** Set task **
Reproduce the listing below with "set a marker on" swapped for "place a point on" wherever it occurs, and keep everything else unchanged.

** Input records **
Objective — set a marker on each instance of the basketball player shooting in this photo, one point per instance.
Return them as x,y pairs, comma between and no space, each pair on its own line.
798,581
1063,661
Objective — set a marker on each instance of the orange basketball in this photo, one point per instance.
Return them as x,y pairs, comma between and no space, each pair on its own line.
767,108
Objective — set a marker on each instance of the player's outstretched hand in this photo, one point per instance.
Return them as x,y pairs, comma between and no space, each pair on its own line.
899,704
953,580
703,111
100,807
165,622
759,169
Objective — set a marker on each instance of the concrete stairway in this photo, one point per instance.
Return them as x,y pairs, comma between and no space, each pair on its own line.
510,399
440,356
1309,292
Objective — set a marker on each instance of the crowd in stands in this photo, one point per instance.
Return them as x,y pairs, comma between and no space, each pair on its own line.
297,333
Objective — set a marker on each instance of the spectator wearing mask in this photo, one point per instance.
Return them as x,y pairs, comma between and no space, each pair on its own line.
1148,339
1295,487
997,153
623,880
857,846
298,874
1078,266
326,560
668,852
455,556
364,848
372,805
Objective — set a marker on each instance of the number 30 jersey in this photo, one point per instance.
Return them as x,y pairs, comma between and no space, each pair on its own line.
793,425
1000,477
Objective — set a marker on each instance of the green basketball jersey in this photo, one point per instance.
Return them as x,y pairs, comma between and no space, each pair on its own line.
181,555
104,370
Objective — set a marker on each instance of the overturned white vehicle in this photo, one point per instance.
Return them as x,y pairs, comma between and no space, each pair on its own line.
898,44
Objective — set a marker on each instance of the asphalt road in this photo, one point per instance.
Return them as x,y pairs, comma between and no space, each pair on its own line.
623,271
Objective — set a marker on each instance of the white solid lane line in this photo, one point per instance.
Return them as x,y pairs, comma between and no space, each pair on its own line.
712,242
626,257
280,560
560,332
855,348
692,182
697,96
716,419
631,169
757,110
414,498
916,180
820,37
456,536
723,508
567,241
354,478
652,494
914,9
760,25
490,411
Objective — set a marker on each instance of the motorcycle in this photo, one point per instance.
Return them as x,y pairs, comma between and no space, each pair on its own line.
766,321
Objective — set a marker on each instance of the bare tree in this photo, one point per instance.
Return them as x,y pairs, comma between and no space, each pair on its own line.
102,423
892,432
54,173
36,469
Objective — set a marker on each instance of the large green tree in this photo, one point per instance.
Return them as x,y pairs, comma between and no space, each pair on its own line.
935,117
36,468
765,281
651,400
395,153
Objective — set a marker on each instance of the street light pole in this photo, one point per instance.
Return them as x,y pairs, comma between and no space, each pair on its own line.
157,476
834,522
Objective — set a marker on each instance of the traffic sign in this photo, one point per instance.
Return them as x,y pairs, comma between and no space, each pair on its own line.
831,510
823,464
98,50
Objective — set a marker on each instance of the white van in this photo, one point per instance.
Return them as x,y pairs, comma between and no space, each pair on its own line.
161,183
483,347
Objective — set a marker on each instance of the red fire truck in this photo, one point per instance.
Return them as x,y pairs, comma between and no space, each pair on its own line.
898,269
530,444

** Correct answer **
Objective — place a point on each instance of the basketball player shooting in this photo, one point per instance.
Return them as x,y pairs, comma between and no space, each pair on its own line.
798,581
1063,661
Objective — place a point on each instance of the orange basketball in this photo, one point per instance.
Return them as x,y pairs, comma between and no space, each pair on its own line.
767,108
Objective — place a point on each instance of the player's outstretched hand in this photo, one point per instance.
Return them as x,y pairs, comma between and no space, each pair on its own line.
899,704
953,580
703,111
100,807
165,622
759,169
Objective — place a point on each instance of the concrete stairway in this photo, one point per instance.
Return them as x,y pairs, comma between and no space, each pair on its own line.
510,399
440,356
1309,292
Objective — place a point on each instance of the crowd in stands in this photo, one point per instance.
Return them as x,y pairs, comma between and no space, each pair on its own line.
297,333
Objective — place a point on each instance of the spectator wearing mask in this photo, one point per instance.
Return them as x,y pairs, comma between and no space, each pair on its own line.
1148,339
1295,487
997,153
623,880
857,846
298,874
1078,266
326,560
668,852
455,556
364,848
372,805
Objective — place a point on each instance of the number 30 jersey in this photo, one point per instance.
Return them as x,y pairs, comma between and no space, each pair on its own line.
793,425
1000,477
Objective — place a point on each instance of the green basketball jersey in this photo, one point per instance.
Return them as x,y pairs, comma between and no space, each pair on its own line.
181,555
104,370
Objective — place a point on each instance of the overturned white vehicle in this photo, one point per instance.
Return them as x,y pairs, comma between and no space, each pair on its own line.
898,44
Objective — place a point on each instance of the asphalt road in this photo, one point per instance.
Return them as x,y pairs, comma between and no space, each pair on its own line.
623,271
Objective — place a point on each instance of the white solid lane line in this photo, one point per instance.
Return them as x,y pairs, comma between and no space, each pair on its own line.
712,242
626,257
280,560
560,332
855,348
692,182
697,96
716,419
631,169
757,110
414,498
916,180
820,37
456,536
723,508
567,241
354,478
652,494
914,9
760,25
490,411
Objective — place a point on each instance of the motorcycle in this photo, one point per instance.
Return them as x,y pairs, comma between and no space, each pair on its own line.
766,321
Objective — place a point on each instance of the bare tree in this photo, one point per instance.
Return them as x,y pairs, comma between and no space, each pair on its own line.
102,423
892,432
54,173
36,469
Objective — place a point on each instance of the large green tree in this photo, one point per instance.
Return them as x,y pairs, comma between and no space, each pair on its own line.
935,117
36,468
765,281
651,400
395,153
Objective — place a point on each instance of the street light pole in this photo, one point per instance.
Return them as x,y pairs, comma between and no space, each pair on its own line.
157,476
834,522
Objective — place a point on each instance of the traffic sign in this photo, one point per instance.
Return them as x,y pairs, comma between and no space, each pair on its own line.
831,510
823,464
98,50
Objective — place a point on each instance of the white van in this photo, one point per instance.
Return them as x,y pairs, comma between and no space, each pair on its own line.
161,183
483,347
Objective — place a point on each instance of the red fire truck in this photo, one point per instance.
Return them as x,y pairs, comma between and no space, each pair on its own line.
898,269
530,444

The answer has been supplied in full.